[Data]:
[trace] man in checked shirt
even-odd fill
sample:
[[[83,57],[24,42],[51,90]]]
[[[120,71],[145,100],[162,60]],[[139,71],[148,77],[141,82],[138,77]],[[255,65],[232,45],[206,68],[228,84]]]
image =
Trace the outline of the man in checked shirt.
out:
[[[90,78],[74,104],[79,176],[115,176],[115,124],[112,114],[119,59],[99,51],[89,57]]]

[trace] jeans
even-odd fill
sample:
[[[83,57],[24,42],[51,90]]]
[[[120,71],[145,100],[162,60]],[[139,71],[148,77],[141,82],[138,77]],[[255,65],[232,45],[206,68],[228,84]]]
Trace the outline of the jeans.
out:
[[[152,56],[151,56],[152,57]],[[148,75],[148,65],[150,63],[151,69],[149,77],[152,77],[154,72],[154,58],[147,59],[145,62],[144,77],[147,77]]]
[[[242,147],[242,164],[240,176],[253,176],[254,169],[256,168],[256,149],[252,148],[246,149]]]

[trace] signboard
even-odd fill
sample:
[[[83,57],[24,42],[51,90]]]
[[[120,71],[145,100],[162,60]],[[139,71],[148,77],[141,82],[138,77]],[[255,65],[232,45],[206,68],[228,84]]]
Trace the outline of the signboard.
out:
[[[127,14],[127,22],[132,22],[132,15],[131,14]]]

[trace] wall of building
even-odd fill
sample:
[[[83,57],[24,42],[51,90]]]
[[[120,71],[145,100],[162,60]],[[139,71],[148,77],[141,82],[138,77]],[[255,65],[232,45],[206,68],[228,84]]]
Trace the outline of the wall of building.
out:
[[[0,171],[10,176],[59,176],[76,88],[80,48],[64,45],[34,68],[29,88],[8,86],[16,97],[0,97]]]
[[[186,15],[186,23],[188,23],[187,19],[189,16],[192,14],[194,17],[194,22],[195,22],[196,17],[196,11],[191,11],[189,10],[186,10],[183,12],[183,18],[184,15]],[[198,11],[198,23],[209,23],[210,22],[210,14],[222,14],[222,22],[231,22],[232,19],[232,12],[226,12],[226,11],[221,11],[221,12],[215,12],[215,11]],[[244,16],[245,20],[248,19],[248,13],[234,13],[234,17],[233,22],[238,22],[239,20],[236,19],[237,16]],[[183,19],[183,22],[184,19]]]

[What needs to be done]: Print every line above unchanged, from the first to the last.

[Result of this task]:
[trace] man in checked shirt
even-odd fill
sample:
[[[83,57],[24,42],[51,90]]]
[[[120,71],[145,100],[162,60]],[[139,71],[148,77],[141,82],[138,77]],[[255,65],[232,45],[206,68],[228,84]]]
image =
Trace the outline of the man in checked shirt.
out:
[[[90,78],[74,104],[79,176],[115,176],[115,124],[112,114],[119,59],[99,51],[89,57]]]

[trace] jeans
even-odd fill
sample:
[[[83,57],[24,42],[51,90]]]
[[[120,71],[145,100],[162,60]],[[139,71],[148,77],[141,82],[138,77]],[[255,65],[232,45],[206,68],[228,84]]]
Trace the outline of the jeans.
out:
[[[152,56],[151,56],[152,57]],[[148,75],[148,65],[150,63],[151,69],[149,77],[152,77],[154,72],[154,58],[147,59],[145,62],[144,77],[147,77]]]
[[[242,147],[242,164],[240,176],[253,176],[254,169],[256,168],[256,149],[252,148],[246,149]]]

[trace] signboard
even-odd fill
sample:
[[[83,57],[24,42],[51,90]]]
[[[120,71],[145,100],[162,60]],[[139,71],[148,77],[141,82],[138,77]],[[255,65],[232,45],[206,68],[228,84]]]
Trace the outline of the signboard.
out:
[[[127,14],[127,22],[132,22],[132,15],[131,14]]]

[trace] wall of building
even-odd fill
sample:
[[[83,57],[24,42],[51,90]]]
[[[120,71],[145,100],[162,60]],[[139,71],[148,77],[141,82],[138,77]],[[255,65],[232,45],[206,68],[228,84]]]
Trace the outline of the wall of building.
out:
[[[0,171],[10,176],[59,176],[76,88],[80,48],[64,45],[34,68],[29,88],[8,86],[16,97],[0,97]]]
[[[186,15],[186,23],[188,23],[187,19],[189,16],[192,14],[194,17],[194,22],[195,22],[196,17],[196,11],[191,11],[189,10],[186,10],[183,12],[183,18],[184,15]],[[198,11],[198,23],[209,23],[210,22],[210,14],[222,14],[222,22],[231,22],[232,19],[232,12],[226,12],[226,11],[221,11],[221,12],[215,12],[215,11]],[[244,16],[245,20],[248,19],[248,13],[234,13],[234,17],[233,22],[238,22],[239,20],[236,19],[237,16]],[[183,19],[183,22],[184,19]]]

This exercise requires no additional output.